Stated task> Which lines of the entries below contain the word "snow"? List each such line in full.

Raw data>
◆ ◆ ◆ ◆ ◆ ◆ ◆

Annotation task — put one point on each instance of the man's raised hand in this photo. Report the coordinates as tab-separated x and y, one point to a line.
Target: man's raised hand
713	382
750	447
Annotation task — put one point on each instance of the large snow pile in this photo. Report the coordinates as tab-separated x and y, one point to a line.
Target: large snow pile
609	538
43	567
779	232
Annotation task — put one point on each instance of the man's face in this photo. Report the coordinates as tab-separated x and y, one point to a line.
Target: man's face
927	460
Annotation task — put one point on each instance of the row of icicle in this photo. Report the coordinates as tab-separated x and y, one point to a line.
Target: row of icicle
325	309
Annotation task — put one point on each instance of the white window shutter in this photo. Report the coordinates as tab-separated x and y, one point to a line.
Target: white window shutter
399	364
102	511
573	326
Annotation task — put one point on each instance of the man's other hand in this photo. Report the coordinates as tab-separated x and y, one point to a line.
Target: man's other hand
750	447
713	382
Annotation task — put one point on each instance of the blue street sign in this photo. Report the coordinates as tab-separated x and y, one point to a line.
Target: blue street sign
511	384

◆ ◆ ◆ ◆ ◆ ◆ ◆

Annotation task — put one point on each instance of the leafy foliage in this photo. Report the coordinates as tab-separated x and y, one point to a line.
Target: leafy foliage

◆ ◆ ◆ ◆ ◆ ◆ ◆

Answer below>
Annotation task — put one point on each instance of the large snow pile in this photo. Report the coordinates as tab-separated x and y, one point to a line.
Target: large snow pile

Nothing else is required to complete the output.